_Selected passage_
· · · · ·
LEVINE:Wow. So then did your mother's cousin, did he have to come and meet your father and sign for him?
RODMAN:I guess, I guess he had to. And my father worked in New York. When he came to the States, he worked in New York in a steam laundry, because my mother's cousin happened to be in the laundry, so that's how he worked there. And then my mother's cousin moved to Detroit, and my father ended up being in Detroit, Michigan.
LEVINE:I see. So your father was here in the United States working in the steam laundry.
RODMAN:In New York.
LEVINE:While you were still . . .
RODMAN:In Russia.
LEVINE:In Russia.
RODMAN:And we didn't even hear from each other because of the Revolution. Eight years, cut off eight years. As a matter of fact, when my father left for America, he left my mother with four children. A son . . .
LEVINE:What were their names?
RODMAN:Isrul, Israel, and my name was Chaika, and then there was Manya, and there was Gittel, Gittela. You know, they always made, Gittela was the one that he left four weeks old. Imagine the brave, the courage of these people. Because, as I said before, the intention was to come back home, but they were stranded for eight years. So that was the family that he left behind. In the meantime, during the course of these eight years, it's amazing. I can't believe it, that a human being can go through so much, like these women that were left with their families, without their husbands, and I can only speak of my own mother. In the meantime, a very, very dreadful sickness broke out. It was called a cholerya, and a lot of people died. My mother had an only brother, the one that brought us out to work on the tobacco fields to be near him, he died at the age of thirty-six. My brother died at the age of fourteen, and I was twelve, of cholera. All of us had it, but by luck we survived.
· · · · ·
_Supplied material_
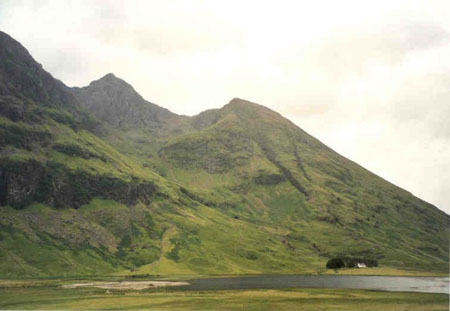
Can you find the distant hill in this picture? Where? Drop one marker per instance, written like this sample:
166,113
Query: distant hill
97,180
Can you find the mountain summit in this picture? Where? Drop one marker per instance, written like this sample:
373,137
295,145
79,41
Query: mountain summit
239,189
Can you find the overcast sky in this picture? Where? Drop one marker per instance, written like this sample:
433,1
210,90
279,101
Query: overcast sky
371,79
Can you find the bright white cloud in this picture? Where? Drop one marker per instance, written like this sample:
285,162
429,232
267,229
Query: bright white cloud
369,78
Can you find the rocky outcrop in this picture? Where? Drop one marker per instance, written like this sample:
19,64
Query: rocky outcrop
24,182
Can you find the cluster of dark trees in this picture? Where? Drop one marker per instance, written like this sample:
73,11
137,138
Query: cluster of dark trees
350,262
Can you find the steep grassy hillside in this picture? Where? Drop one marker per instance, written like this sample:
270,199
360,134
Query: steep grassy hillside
96,180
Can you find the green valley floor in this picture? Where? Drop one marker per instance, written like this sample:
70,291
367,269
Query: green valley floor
48,295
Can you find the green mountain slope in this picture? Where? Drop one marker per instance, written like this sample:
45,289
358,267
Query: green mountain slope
96,180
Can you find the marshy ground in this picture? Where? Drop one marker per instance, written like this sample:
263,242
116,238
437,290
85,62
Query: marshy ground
51,295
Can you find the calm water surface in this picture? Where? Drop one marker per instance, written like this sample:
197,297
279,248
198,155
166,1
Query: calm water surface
385,283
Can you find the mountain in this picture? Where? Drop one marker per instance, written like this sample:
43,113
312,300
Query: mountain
97,180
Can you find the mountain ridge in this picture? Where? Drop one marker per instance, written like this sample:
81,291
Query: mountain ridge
97,180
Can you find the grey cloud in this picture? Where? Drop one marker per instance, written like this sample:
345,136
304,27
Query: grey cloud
347,51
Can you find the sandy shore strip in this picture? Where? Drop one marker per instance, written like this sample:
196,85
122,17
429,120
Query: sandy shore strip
126,285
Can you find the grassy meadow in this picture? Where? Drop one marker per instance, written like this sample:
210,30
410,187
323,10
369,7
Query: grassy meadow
48,295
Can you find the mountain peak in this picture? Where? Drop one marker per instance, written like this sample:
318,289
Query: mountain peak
111,79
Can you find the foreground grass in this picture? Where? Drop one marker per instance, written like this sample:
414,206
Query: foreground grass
55,298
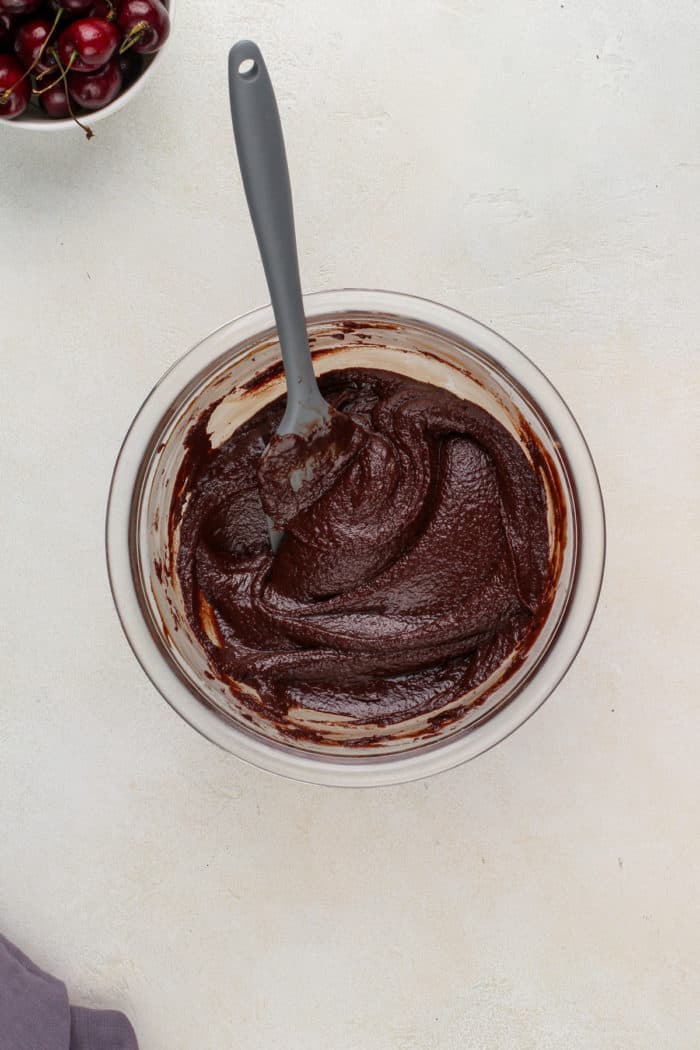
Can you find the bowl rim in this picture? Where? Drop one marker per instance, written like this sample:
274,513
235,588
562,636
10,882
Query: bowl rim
38,122
365,771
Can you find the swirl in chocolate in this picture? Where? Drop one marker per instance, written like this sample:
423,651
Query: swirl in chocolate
407,580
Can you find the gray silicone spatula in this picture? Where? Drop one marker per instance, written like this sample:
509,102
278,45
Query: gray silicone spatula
262,161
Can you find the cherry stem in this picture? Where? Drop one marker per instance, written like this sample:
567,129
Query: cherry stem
133,36
89,133
62,74
8,90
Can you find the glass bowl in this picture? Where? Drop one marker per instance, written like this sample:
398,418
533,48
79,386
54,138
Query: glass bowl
237,370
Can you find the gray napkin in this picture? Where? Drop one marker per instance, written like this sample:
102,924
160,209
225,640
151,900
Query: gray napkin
35,1012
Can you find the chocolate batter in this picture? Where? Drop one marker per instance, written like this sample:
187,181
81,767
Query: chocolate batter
405,582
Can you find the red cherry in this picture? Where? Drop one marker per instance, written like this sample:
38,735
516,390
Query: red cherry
131,66
19,6
103,8
11,77
87,44
144,22
55,102
29,39
6,28
92,90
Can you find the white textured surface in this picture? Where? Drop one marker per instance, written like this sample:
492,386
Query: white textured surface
536,164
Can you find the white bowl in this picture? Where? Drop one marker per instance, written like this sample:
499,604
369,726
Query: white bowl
36,120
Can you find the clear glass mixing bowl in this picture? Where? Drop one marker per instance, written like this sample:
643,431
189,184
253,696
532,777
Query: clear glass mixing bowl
402,334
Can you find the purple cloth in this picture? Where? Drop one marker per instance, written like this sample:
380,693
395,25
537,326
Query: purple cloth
35,1013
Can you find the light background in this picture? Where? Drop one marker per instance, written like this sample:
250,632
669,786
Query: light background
537,165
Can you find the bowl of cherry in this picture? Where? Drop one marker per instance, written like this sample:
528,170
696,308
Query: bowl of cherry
67,63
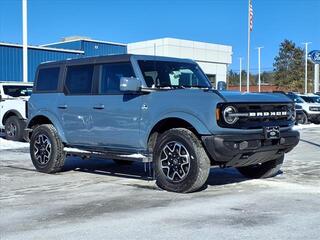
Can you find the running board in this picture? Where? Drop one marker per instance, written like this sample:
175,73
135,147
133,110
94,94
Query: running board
108,155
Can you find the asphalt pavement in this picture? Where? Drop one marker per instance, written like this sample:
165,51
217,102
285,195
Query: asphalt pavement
97,199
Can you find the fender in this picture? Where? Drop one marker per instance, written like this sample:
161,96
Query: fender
53,119
11,113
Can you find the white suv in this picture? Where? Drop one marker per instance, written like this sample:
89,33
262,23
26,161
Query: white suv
310,104
14,98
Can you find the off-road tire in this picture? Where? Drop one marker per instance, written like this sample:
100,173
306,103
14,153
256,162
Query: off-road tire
122,162
18,125
264,170
57,157
304,119
199,162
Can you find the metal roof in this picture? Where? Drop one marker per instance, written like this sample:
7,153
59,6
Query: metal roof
42,48
84,39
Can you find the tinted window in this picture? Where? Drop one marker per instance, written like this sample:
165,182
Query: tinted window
111,75
48,79
17,91
173,74
79,79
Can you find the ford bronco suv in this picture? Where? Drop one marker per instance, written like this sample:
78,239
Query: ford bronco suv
158,110
13,108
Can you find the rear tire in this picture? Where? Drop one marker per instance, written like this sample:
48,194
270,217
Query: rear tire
14,128
180,162
263,170
46,149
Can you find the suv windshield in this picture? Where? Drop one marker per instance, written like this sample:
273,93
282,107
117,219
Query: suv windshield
159,74
17,90
311,99
295,98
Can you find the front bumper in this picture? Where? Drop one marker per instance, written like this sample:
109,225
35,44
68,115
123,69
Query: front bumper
313,116
248,149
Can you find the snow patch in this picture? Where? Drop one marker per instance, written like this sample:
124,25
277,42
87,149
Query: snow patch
7,144
74,150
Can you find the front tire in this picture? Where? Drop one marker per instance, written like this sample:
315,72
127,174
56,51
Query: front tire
180,162
46,149
304,119
263,170
14,128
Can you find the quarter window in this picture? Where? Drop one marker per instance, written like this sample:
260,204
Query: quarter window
48,79
79,80
111,75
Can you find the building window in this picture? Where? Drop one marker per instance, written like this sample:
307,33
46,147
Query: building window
111,75
48,79
212,79
79,80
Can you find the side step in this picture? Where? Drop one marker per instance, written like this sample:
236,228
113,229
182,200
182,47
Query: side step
· · · · ·
_Exercise instructions_
Write out the entire interview excerpt word for word. The material here is separate from the interview excerpt.

_Exercise answer_
LEVINE:Wow. So then did your mother's cousin, did he have to come and meet your father and sign for him?
RODMAN:I guess, I guess he had to. And my father worked in New York. When he came to the States, he worked in New York in a steam laundry, because my mother's cousin happened to be in the laundry, so that's how he worked there. And then my mother's cousin moved to Detroit, and my father ended up being in Detroit, Michigan.
LEVINE:I see. So your father was here in the United States working in the steam laundry.
RODMAN:In New York.
LEVINE:While you were still . . .
RODMAN:In Russia.
LEVINE:In Russia.
RODMAN:And we didn't even hear from each other because of the Revolution. Eight years, cut off eight years. As a matter of fact, when my father left for America, he left my mother with four children. A son . . .
LEVINE:What were their names?
RODMAN:Isrul, Israel, and my name was Chaika, and then there was Manya, and there was Gittel, Gittela. You know, they always made, Gittela was the one that he left four weeks old. Imagine the brave, the courage of these people. Because, as I said before, the intention was to come back home, but they were stranded for eight years. So that was the family that he left behind. In the meantime, during the course of these eight years, it's amazing. I can't believe it, that a human being can go through so much, like these women that were left with their families, without their husbands, and I can only speak of my own mother. In the meantime, a very, very dreadful sickness broke out. It was called a cholerya, and a lot of people died. My mother had an only brother, the one that brought us out to work on the tobacco fields to be near him, he died at the age of thirty-six. My brother died at the age of fourteen, and I was twelve, of cholera. All of us had it, but by luck we survived.